> _Given data_:
┌──
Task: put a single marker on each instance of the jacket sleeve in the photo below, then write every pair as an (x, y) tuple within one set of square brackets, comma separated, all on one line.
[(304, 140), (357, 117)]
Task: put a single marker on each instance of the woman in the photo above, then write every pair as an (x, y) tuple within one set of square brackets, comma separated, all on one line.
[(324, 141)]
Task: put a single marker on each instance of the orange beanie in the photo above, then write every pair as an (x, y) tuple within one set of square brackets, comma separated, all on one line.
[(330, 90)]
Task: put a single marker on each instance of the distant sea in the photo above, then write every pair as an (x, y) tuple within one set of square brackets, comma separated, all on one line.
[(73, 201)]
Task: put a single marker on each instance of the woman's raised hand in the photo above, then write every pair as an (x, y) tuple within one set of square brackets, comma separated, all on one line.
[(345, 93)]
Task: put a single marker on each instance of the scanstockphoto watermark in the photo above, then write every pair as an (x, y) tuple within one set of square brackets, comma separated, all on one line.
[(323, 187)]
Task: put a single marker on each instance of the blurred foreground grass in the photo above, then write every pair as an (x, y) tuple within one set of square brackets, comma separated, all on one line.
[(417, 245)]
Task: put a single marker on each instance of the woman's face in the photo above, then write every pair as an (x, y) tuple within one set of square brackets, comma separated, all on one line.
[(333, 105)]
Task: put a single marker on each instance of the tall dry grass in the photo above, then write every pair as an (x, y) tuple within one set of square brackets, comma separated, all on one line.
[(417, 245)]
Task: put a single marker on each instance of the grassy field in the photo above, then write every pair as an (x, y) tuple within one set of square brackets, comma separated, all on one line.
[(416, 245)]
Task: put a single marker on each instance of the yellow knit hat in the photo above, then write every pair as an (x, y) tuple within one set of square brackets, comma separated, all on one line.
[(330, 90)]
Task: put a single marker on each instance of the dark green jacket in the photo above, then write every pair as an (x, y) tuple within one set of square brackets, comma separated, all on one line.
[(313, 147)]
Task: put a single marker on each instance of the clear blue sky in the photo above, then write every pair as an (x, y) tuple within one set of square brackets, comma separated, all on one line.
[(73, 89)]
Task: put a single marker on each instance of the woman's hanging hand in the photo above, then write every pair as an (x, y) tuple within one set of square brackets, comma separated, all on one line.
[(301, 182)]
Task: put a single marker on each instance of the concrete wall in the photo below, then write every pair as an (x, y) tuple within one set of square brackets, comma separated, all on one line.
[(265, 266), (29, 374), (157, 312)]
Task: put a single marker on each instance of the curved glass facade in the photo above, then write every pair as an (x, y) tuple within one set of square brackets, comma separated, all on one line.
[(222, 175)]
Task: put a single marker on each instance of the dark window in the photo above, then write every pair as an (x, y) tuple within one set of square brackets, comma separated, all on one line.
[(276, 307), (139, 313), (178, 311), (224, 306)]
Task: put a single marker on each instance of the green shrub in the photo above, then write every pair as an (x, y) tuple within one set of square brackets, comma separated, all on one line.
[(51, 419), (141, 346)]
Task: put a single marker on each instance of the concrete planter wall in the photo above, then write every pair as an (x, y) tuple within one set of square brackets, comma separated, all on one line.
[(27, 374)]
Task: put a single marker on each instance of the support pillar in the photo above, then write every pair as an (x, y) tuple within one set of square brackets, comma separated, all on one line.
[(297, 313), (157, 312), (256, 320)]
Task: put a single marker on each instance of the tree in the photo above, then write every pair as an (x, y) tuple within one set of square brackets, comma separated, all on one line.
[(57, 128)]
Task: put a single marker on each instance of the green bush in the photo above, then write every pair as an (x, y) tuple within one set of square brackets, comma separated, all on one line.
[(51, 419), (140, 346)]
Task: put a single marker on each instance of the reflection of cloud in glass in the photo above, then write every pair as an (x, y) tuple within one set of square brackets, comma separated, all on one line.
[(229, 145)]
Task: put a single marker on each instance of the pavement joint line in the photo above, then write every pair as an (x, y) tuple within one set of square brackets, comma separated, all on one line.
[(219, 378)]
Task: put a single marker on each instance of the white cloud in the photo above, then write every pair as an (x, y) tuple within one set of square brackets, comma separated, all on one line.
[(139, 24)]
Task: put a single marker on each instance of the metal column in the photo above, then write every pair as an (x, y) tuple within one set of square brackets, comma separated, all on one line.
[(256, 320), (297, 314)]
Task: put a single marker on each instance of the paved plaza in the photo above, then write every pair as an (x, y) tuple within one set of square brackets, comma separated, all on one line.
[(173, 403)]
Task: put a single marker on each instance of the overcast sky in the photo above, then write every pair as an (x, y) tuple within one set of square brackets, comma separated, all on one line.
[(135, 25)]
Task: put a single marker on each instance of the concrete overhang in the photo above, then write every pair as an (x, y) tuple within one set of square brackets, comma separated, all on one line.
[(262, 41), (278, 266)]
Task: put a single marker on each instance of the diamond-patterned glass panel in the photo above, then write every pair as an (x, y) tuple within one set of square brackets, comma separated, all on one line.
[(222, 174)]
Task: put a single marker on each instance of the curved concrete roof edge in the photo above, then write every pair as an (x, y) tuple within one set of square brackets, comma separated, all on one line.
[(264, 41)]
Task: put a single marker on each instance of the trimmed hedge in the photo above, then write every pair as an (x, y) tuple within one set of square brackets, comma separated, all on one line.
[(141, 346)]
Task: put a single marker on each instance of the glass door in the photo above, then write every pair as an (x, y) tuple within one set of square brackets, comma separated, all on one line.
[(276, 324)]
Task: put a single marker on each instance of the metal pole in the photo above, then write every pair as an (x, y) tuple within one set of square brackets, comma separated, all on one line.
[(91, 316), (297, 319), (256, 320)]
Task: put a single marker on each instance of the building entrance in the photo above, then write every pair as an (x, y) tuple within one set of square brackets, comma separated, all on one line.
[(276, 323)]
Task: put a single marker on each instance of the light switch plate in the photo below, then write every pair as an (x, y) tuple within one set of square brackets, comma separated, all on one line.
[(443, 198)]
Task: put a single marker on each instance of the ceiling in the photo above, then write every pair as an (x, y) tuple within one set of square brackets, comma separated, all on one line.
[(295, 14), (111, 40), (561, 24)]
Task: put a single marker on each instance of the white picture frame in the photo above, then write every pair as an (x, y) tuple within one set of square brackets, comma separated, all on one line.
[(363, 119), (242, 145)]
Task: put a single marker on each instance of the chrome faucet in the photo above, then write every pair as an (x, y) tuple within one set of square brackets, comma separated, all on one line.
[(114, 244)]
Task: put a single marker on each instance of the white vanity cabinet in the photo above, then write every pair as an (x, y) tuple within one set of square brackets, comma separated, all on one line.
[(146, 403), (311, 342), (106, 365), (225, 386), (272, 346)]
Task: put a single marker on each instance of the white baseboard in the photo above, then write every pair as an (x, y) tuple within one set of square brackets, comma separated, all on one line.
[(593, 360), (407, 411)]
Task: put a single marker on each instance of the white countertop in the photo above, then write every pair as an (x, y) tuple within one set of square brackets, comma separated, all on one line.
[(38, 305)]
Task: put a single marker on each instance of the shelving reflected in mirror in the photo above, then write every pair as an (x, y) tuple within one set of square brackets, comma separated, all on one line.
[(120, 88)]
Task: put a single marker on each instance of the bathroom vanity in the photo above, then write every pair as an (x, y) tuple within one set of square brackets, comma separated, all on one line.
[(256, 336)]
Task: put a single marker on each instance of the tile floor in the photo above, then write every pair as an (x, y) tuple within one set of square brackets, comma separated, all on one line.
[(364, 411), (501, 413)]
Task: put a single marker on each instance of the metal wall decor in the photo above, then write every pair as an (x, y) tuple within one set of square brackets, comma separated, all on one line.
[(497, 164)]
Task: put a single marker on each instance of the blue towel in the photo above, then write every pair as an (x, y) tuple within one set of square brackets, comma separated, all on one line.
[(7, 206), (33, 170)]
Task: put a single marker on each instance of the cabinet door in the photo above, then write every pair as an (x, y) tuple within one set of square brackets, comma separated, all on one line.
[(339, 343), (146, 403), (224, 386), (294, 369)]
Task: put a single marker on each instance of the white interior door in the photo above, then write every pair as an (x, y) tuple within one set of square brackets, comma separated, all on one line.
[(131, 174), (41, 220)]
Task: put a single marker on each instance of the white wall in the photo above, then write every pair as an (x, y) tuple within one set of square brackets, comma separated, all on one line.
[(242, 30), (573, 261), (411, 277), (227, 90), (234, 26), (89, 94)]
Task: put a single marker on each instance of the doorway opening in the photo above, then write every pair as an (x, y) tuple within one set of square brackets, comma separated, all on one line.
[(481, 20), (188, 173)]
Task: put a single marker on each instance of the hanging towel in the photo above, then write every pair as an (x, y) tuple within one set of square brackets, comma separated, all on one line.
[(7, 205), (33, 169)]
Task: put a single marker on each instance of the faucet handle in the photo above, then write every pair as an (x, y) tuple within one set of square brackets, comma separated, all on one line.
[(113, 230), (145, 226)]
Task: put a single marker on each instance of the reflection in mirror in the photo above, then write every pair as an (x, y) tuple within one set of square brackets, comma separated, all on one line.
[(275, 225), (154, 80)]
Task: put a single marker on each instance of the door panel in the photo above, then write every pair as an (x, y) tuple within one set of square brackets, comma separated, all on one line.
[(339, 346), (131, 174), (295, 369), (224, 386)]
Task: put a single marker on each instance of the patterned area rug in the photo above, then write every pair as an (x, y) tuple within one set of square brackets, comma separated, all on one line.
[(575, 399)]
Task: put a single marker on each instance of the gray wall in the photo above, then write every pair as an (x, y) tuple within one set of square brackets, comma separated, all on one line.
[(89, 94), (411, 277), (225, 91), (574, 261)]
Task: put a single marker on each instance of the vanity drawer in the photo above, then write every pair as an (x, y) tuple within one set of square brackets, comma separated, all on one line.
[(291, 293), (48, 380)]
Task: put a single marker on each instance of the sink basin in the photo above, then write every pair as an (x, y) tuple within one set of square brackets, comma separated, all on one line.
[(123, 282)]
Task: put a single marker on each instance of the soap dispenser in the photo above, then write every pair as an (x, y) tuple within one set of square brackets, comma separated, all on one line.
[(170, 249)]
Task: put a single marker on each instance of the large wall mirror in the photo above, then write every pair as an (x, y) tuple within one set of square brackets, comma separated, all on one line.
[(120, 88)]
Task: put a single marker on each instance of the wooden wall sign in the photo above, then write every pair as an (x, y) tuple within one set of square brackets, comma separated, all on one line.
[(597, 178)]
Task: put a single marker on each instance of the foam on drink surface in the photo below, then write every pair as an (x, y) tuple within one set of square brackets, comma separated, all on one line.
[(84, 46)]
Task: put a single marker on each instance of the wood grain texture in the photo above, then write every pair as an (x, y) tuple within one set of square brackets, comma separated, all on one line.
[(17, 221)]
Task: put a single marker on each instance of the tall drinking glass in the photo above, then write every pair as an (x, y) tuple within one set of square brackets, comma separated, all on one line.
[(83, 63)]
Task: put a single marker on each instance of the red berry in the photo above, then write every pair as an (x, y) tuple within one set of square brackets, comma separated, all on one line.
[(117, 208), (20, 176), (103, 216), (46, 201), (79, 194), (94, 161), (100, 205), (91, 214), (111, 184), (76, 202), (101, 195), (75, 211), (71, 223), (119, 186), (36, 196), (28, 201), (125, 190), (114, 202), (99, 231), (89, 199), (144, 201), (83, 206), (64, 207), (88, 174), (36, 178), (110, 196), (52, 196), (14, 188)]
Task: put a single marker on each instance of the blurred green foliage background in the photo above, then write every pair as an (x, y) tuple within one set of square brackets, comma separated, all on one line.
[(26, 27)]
└──
> _Exercise requirements_:
Revise the data between the lines holding "the metal pole" and "[(443, 198)]", inclusive, substituting "front entrance" for "building entrance" and leaving everything else unchanged. Provide only those revised lines.

> _Correct response_:
Task: put a single marker on each instance of the metal pole in the photo above, then write every pair as an (x, y) tuple within one set of square brackets, comma separated, all on one line.
[(91, 316), (297, 319), (256, 320)]
Task: put a single marker on each instance of the front entrance in the photo above, then write every pair as an (x, y) tuple within one set of square brackets, comma separated, all on one line.
[(276, 323)]
Task: put a single marker on each instance of the light switch plate in the photo below, then write every pair as an (x, y) tuple within one set of square brackets, comma separated, all on one line.
[(443, 198)]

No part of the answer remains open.